• _TEXTE PRÉSENTÉ_:
# # # # #
Le Pont

La liberté d’opinion est une farce si l’information sur les faits n’est pas garantie. – Hannah Arendt

Elections législatives et Transition énergétique

La baisse de la TVA sur l’électricité cible l’angle mort de la politique énergétique, l’acceptation sociale de la transition. Pour la production électrique et le nucléaire, les positions électorales sont claires.

Le Rassemblement National se déclare pronucléaire sans réserve. Il ralentirait les projets d’ENR (éolien et photovoltaïque), sans doute pour se différencier des écologistes et peut être pour contenir les prix.

Le Front populaire se lancerait dans les ENR sans trop de considération des coûts, en masquant par là son double langage sur le nucléaire.

 Ensemble pour la République affiche sa confiance retrouvée pour le nucléaire (6 EPR et plus) en passant sous silence son changement de pied sur la question.

Finalement les programmes électoraux se différencient surtout par le rythme du développement des ENR et le nucléaire retrouve un soutien très large.

Mais une question s’est invitée dans la campagne, celle du prix de détail de l’électricité.

Cette question comporte deux facettes : la variabilité du prix, conséquence directe du marché européen, et la soutenabilité, c’est-à-dire le montant de la facture.

La variabilité des prix

Ensemble et les LR s’inscrivent dans le marché européen. Le marché de détail a donné à chaque consommateur l’illusion de la responsabilité individuelle en lui donnant accès au prix de gros qui change toutes les 15 minutes. Et les consommateurs doivent passer par des grossistes qui lissent les variations de prix après avoir pris leurs marges. Un peu comme les banquiers vendent des produits structurés aux petits épargnants.

Le Front Populaire et le Rassemblement National rejettent tous deux le marché européen, mais sans préciser si cela concerne le marché de gros ou de détail. Prise au pied de la lettre, leur proposition consiste à un retour au traité de Rome, qui excluait l’électricité de la concurrence, avant l’acte unique et Maastricht. Difficile de savoir ce qui ressortirait de négociations avec l’Union Européenne.  

La soutenabilité des prix

Avec la baisse de la TVA de 20% à 5% sur l’énergie et en particulier sur l’électricité, le Rassemblement National crée la surprise.

De nos jours, la question de la soutenabilité des prix de l’électricité a pris une importance nouvelle.

Comment en est-on arrivé à une telle situation de tension et d’incertitude, devenue essentielle pour les faibles revenus et restée secondaire pour les autres ?
# # # # #
• _LISTE DE DONNÉES_:
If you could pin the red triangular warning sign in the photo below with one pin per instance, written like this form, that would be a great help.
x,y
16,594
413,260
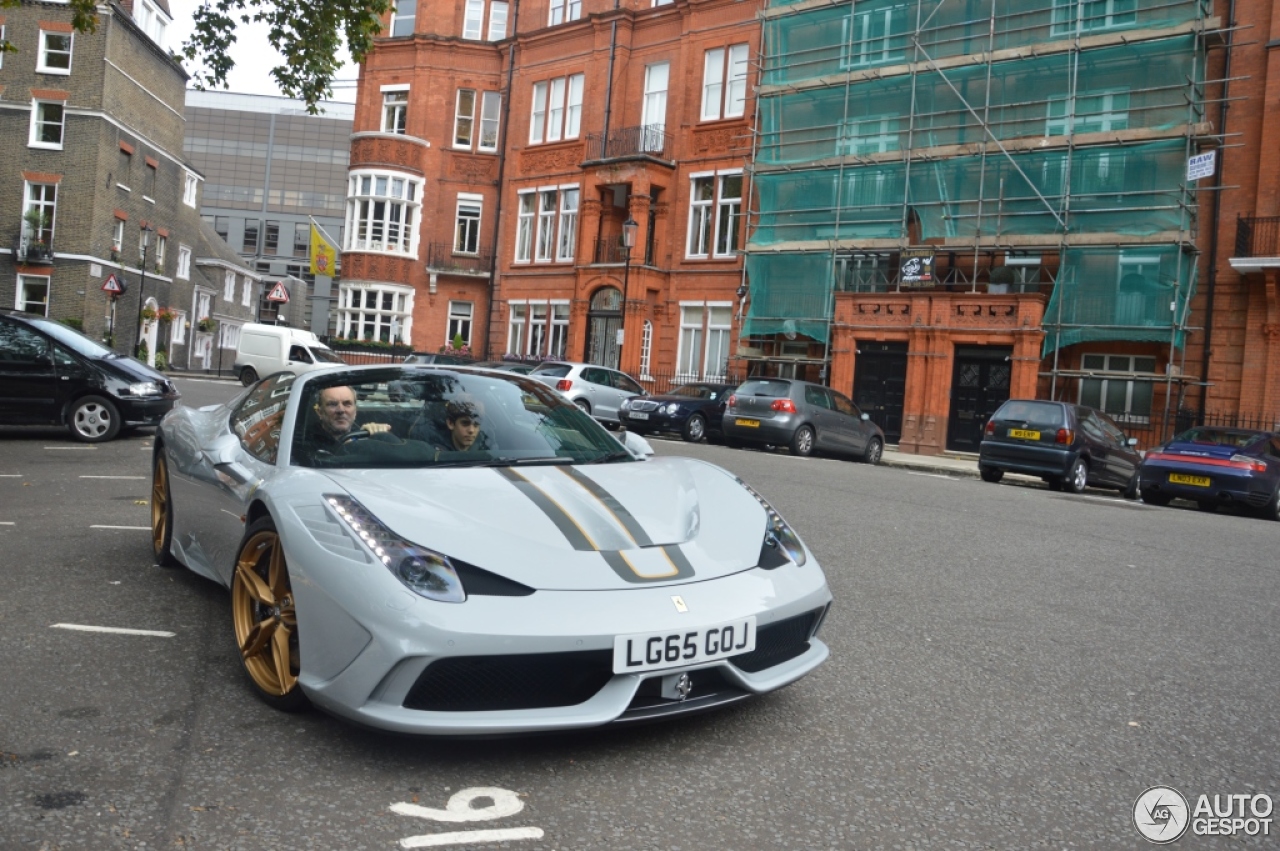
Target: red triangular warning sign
x,y
278,293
# # # # #
• _CONSIGNE ÉCRITE_: Prolongez le texte sur les élections législatives et la transition énergétique à partir de sa dernière phrase. Cette liste provient d'une autre source que le texte.

• _RÉSULTAT CI-DESSOUS_:
Si on s’était contenté de gérer les besoins courants, le prix de l’électricité n’aurait pas bougé.

 Or la déconstruction du système électrique, préalable à la concurrence, et aussi la fuite en avant écologique ont engendré des surcoûts durables. Leur montant est difficile à chiffrer mais bien supérieur à 25% : surcoûts d’organisation et de transactions commerciales, investissements inutiles car construits sans optimisation ni réel besoin, nombreux profiteurs capitalistes de la précipitation créée par la pression écologiste et, enfin, laxisme social.

Comme l’électricité représente une part du budget d’un ménage d’autant plus grande que le revenu est faible, un nouveau champ de précarité a été créé.

Une nouvelle perspective sur le financement de l’électricité

La hausse des couts, appelée à s’accentuer, pourrait alors déboucher sur un changement de perspective sur le financement du système électrique. Celui-ci pourrait basculer de son statut actuel de « vache à lait » fiscale ( taxes locales, TVA et financement des ENR par une dette à 20 ans)  pour déboucher sur  un besoin de soutien fiscal net. .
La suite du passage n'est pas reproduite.